◆ **FRAGMENTO PROPORCIONADO**
▬▬▬▬▬▬▬▬▬▬

Cinco para ocho y no paraban, decía arriba. Muchas veces pensé que tenían un trabajo constante, a veces presuroso, nunca apresurado (aunque les veía moverme, excepcionalmente, con rapidez, como explicaré inmediatamente), menos aún con signos de alarma. Daban tranquilidad al paciente. Es que en la UVI además de estar enchufados a varios cables con sus correspondientes indicaciones numéricas en pantallas, se vive una auténtica sinfonía de pitidos. Amortiguados, francamente no molestos (la UVI es mucho mejor en este aspecto que un aeropuerto, y no digamos una estación de metro londinense donde no paran de gritar por los altavoces) pero, pitidos, perfectamente audibles no solamente para el personal sanitario sino también para quien, como yo, está despierto y en observación. Sinfonía de pitidos también perfectamente diferenciables. Por ejemplo si movía demasiado mi mano izquierda el indicador de mi tensión arterial se desconectaba y emitía un doble pitido discontinuo y regular. Para mi asombro, el doble pitido de pronto enmudecía para volver a las andadas poco después. Intrigado, en un momento que pasaba alguien con paso tranquilo por el pasillo le interpelé (en toda la noche no tuve necesidad de llamar a nadie para nada) y me dijo que era un chivatillo que lo oían donde estaban (y adiviné que lo veían en otra pantalla) y que ellos mismos lo controlaban. Me dijeron que les ayudaba mucho en su labor pues estaban siempre informados sin estar, constantemente, en la cabecera del paciente.

▬▬▬▬▬▬▬▬▬▬

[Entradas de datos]
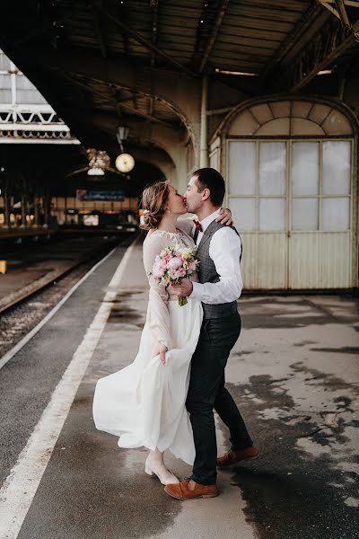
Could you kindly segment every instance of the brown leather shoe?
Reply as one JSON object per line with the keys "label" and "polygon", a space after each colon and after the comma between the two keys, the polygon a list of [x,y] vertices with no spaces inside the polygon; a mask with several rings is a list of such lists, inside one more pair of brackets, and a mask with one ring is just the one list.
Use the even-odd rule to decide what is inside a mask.
{"label": "brown leather shoe", "polygon": [[215,498],[219,494],[216,485],[201,485],[192,479],[185,479],[180,483],[166,485],[164,490],[172,498],[177,498],[177,499]]}
{"label": "brown leather shoe", "polygon": [[245,449],[231,449],[231,451],[228,451],[223,456],[219,456],[216,463],[219,467],[232,466],[241,461],[255,460],[258,456],[258,448],[255,446],[250,446],[250,447],[246,447]]}

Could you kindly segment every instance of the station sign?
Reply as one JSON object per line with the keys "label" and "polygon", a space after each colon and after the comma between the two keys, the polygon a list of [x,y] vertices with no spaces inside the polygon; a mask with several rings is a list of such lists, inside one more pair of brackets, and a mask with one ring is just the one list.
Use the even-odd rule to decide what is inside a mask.
{"label": "station sign", "polygon": [[101,200],[103,202],[123,202],[125,193],[123,190],[89,190],[86,189],[76,190],[76,199],[80,202],[88,200]]}

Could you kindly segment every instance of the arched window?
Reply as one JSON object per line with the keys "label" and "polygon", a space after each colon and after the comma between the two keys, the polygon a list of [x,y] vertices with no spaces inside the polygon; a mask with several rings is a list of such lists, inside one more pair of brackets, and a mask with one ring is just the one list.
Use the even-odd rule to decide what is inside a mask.
{"label": "arched window", "polygon": [[232,113],[223,131],[228,202],[250,288],[352,285],[354,130],[335,106],[278,101]]}

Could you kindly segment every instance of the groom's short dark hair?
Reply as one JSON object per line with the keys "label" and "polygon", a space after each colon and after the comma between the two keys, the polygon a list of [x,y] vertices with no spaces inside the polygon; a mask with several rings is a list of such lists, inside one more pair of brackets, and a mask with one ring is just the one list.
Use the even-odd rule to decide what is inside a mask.
{"label": "groom's short dark hair", "polygon": [[222,174],[215,169],[203,168],[193,172],[192,176],[196,178],[198,192],[209,189],[212,204],[221,206],[225,193],[225,183]]}

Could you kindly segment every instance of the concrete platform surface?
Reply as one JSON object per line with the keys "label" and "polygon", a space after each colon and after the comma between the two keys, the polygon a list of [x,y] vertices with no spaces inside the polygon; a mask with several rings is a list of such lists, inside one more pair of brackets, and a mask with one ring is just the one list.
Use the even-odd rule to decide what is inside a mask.
{"label": "concrete platform surface", "polygon": [[[359,537],[358,301],[241,298],[226,379],[260,458],[220,472],[218,498],[181,502],[144,474],[146,450],[118,448],[92,418],[96,381],[135,358],[144,323],[141,244],[122,256],[111,255],[0,371],[3,435],[13,432],[3,437],[0,537]],[[222,453],[227,432],[217,426]],[[166,462],[190,473],[171,455]]]}

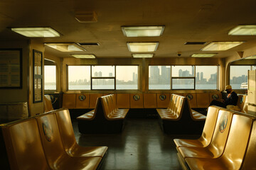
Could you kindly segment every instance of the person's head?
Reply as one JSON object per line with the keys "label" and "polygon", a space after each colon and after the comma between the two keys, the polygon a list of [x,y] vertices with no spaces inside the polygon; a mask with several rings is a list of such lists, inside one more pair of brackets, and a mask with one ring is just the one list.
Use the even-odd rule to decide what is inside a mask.
{"label": "person's head", "polygon": [[225,87],[225,91],[227,91],[227,94],[230,94],[232,91],[232,86],[230,85],[227,85]]}

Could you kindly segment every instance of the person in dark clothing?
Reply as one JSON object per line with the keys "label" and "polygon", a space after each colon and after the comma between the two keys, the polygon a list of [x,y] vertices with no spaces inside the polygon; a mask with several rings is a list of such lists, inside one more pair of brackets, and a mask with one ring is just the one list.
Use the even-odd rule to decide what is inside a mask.
{"label": "person in dark clothing", "polygon": [[232,90],[230,85],[227,85],[225,87],[225,91],[228,94],[228,97],[225,100],[222,99],[222,101],[213,100],[210,102],[210,106],[214,105],[222,108],[226,108],[228,105],[236,106],[238,103],[238,94]]}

▬▬▬▬▬▬▬▬▬▬

◆ **EJERCICIOS**
A - En el fragmento sobre la UVI, ¿qué sonido emitía el indicador de tensión arterial al moverse demasiado la mano izquierda?
B - En el fragmento sobre la UVI, enumera las calificaciones del trabajo del personal que aparecen en la oración que empieza «Muchas veces pensé».
C - Retoma el fragmento sobre la UVI y continúalo a partir de su última oración.

◆ **SOLUCIONES**
A - Un doble pitido discontinuo y regular.

B - Constante; a veces presuroso; nunca apresurado; menos aún con signos de alarma.

C -
A veces el pitido era nítidamente indicador (tres o cuatro pitidos rápidos) de algo más urgente y es, en esos momentos, cuando constataba que el personal se movía con rapidez hacia la habitación de donde provenían los pitidos. Si era a la izquierda de mi habitación ya sabía que era la 11. Si a la derecha suponía que la 3. Pronto volvía todo a la calma lo que quiere decir, volver al ritmo pausado (y pautado diría) de la noche. Había otro pitido también distinguible (o al menos así me lo parecía a mi), cuando alguien llamaba para una atención.

Ya he dicho que a eso de las tres de la madrugada comencé a dormitar. Me desvelé hacia las seis (creo que porque me pusieron el termómetro) y así seguí hasta las 8 de la mañana donde comenzó el cambio de turno y tuve ocasión de conversar un poco con el personal que se iba. Apareció un anestesista (que tiene la amabilidad de seguir este blog y con quien intercambié unas palabras), también uno de los cirujanos que me operaron el día pasado y tras varias pruebas más (y con más hambre que Carpanta) a media mañana me subieron a planta donde seguí mi estancia con el mismo trato exquisito hasta que el miércoles, me volví a casa.

No había pasado 48 horas en la Policlínica. Una estancia en una clínica nunca puede decirse que sea equiparable a un fin de semana en un balneario de recreo o en una escapada musical, pero dejé el centro sanitario con la sensación de una atención muy buena, particularmente en la UVI, pero con la certeza de que, en la actual coyuntura demográfica, y con los actuales valores dominantes, esta atención es imposible de mantener en el futuro. Y no he mentado a la crisis, no por olvido, pues de la crisis saldremos antes, pienso yo, que de la actual situación demográfica y de la actual deriva de valores, cuya trilogía básica, he señalado más arriba. En fin, no debo, ni quiero, cerrar estas líneas, sin agradecer la atención recibido por todo el personal, médicos, anestesistas, enfermeros, auxiliares, técnicos (pues había que mantener en marcha toda la sofisticada tecnología de la UVI) que me atendieron.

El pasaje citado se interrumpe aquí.